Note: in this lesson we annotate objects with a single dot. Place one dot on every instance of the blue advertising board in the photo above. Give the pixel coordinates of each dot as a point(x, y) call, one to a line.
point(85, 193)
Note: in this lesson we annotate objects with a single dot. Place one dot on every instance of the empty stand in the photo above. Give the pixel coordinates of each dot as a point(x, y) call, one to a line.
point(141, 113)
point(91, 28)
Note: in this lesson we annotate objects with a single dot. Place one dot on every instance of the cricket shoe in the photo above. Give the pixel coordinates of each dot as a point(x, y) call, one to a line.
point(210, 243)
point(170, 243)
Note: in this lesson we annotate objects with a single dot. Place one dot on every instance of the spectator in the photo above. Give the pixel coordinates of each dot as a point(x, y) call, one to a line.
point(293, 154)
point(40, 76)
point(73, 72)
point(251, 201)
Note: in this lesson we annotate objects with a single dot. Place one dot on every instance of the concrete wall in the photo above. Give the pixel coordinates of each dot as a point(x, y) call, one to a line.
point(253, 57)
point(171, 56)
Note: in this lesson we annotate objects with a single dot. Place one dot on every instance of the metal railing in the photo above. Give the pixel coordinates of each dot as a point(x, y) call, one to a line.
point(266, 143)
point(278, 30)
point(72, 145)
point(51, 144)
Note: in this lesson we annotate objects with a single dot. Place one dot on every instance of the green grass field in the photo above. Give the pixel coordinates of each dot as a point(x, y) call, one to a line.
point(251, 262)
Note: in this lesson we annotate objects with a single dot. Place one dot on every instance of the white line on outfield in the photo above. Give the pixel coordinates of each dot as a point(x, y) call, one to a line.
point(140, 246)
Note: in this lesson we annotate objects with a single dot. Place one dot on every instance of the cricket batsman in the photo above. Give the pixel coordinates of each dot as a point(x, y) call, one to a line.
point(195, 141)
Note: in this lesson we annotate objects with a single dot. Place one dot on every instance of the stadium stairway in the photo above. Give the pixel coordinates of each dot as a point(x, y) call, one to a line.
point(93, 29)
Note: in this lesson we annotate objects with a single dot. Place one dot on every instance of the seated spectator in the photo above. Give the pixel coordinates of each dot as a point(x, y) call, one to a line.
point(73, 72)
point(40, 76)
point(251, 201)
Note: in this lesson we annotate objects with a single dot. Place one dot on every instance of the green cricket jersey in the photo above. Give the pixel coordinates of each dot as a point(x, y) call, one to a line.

§ **Work order**
Line by line, set down the material exactly as given.

§ **Result of this task**
Note: in this lesson we annotate objects with a single dot. Place one dot on every instance of the blue advertising board in the photo above. Give the pixel coordinates of each dot as a point(x, y) call, one to a line.
point(85, 193)
Note: in this lesson we annotate objects with a single dot. Place one dot on every instance of the empty stand in the photo above. Give the pixel coordinates of each dot as a point(x, y) call, one to a line.
point(141, 113)
point(91, 28)
Note: in this lesson we annotate objects with a single dot. Place one dot on every instance of the cricket shoe in the photo above. Give the pixel coordinates of each dot as a point(x, y) call, one to a line.
point(210, 243)
point(170, 243)
Note: in this lesson we annotate objects with a single dot. Place one dot on every instance of the spectator in the photo above. Give the pixel coordinates of each dot as a point(x, y) call, one to a line.
point(293, 154)
point(40, 76)
point(73, 72)
point(251, 201)
Note: in this lesson we annotate objects with a single dot. Place one dot on every instance of the concrete wall in the photo above. Give the pixel coordinates of each dot as a point(x, y) call, one to a line.
point(253, 57)
point(171, 56)
Note: in this lesson we annotate objects with a single dot. Place one dot on every instance of the metal railing in the photo above. Give the pixel coordinates of each dot as a point(x, y) call, one to a line.
point(266, 143)
point(278, 30)
point(72, 145)
point(51, 144)
Note: in this lesson we annotate objects with a single dot. Place one dot on every instance of the green grass field in the photo above. Give the pixel coordinates of each dot as a point(x, y) call, one to a line.
point(251, 262)
Note: in this lesson we annotate objects with a single dot. Place one dot on every instance of the white line on outfield in the photo above. Give the pixel coordinates of each dot as a point(x, y) call, one to a line.
point(140, 246)
Note: in this lesson we annotate objects with a single dot. Place one dot on every instance of the cricket batsman in the photo above. Give the pixel coordinates of each dot as a point(x, y) call, one to a line.
point(195, 141)
Note: in this lesson we annotate objects with a single dot. Place one dot on every instance of the stadium stairway in the photo above. Give the pixel coordinates of each dot as a point(x, y) call, one to a line.
point(93, 29)
Note: in this lesson we annotate objects with a single dot. Place one dot on every instance of the seated spectator in the photo above. Give the pixel coordinates of each dot as a point(x, y) call, one to a line.
point(73, 72)
point(40, 76)
point(251, 201)
Note: in this lesson we annotate objects with a single dot. Place one dot on every instance of the green cricket jersey in the photo above. Give the pixel coordinates of each dot as a point(x, y) call, one to a line.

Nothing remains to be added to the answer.